## STORED RECORDS
▬▬▬▬▬▬▬▬▬▬

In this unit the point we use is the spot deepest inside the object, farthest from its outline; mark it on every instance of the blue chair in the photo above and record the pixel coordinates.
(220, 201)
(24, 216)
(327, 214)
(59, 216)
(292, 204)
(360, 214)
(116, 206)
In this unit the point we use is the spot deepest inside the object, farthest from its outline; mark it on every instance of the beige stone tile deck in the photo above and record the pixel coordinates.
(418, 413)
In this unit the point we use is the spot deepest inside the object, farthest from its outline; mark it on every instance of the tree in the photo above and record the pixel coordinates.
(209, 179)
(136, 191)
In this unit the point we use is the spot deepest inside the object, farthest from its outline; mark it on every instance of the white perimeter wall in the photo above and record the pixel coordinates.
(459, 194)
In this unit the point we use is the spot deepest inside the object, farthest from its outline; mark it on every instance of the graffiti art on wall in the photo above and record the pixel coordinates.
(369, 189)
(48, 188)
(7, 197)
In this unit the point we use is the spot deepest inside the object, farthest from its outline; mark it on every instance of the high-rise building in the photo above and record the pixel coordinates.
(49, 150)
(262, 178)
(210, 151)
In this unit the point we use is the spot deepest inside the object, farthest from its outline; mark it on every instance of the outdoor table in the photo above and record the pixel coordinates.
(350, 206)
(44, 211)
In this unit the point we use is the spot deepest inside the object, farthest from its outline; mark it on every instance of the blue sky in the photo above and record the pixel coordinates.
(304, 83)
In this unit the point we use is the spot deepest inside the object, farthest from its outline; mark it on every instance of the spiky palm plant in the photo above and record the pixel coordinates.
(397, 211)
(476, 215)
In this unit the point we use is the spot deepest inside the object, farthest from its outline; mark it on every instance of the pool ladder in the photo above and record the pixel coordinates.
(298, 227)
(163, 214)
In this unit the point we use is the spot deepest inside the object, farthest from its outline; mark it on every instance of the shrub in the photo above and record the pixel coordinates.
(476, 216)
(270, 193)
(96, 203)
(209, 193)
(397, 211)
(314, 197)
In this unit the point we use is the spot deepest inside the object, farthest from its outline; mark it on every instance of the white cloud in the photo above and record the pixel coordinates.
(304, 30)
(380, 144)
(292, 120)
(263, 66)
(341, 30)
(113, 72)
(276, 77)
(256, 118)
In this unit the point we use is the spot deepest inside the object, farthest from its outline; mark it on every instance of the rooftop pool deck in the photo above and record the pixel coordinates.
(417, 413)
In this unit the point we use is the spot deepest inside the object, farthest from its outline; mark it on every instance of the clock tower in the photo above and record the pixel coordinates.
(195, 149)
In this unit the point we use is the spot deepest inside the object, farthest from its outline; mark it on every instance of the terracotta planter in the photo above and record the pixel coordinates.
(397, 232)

▬▬▬▬▬▬▬▬▬▬

## TO BE DONE
Using the material above, reproduce exactly the line that contains "the blue sky" and all lines after it through the last one, and only those.

## WRITTEN ANSWER
In this unit the point we use is the spot deepest inside the object, farthest from its outline; mark it on every instance of the blue sky in the photo above and record the pixel coordinates.
(304, 83)
In this unit the point we use is the spot deepest inside the object, farthest from its outline; mark it on every instance of the spiky palm plant in the photo above and record the pixel coordinates.
(397, 211)
(476, 215)
In this unit the point we use is the spot deepest inside the object, farthest from its outline; mark it on every instance of the pool ladder in the photo above and record the pixel coordinates.
(298, 227)
(163, 214)
In this unit the point we use is the spot deepest inside the object, farthest from its outline; mark it on every instance of the shrub in the photo above and record the pixel coordinates.
(476, 216)
(270, 193)
(96, 203)
(209, 193)
(397, 211)
(314, 197)
In this unit the point we use is the spot deepest inside the object, farthest from its outline; mark it on every instance of the white cloud in the photo above and record the pixel coordinates.
(304, 30)
(380, 144)
(292, 120)
(263, 66)
(341, 30)
(113, 72)
(276, 77)
(256, 118)
In this unit the point we use is the spot deepest inside the object, farthest from its outline; mark it on every instance of the rooftop pool deck in the photo above and record the pixel coordinates.
(417, 413)
In this unit the point we use is the spot deepest inside the object, farthest from its outline; mark it on every instance of the clock tower in the photo above and record the pixel coordinates.
(195, 149)
In this unit the point we use is the spot deepest inside the object, farthest from its outline; mark it on every instance of the terracotta planter in the photo above and record the pixel coordinates.
(397, 232)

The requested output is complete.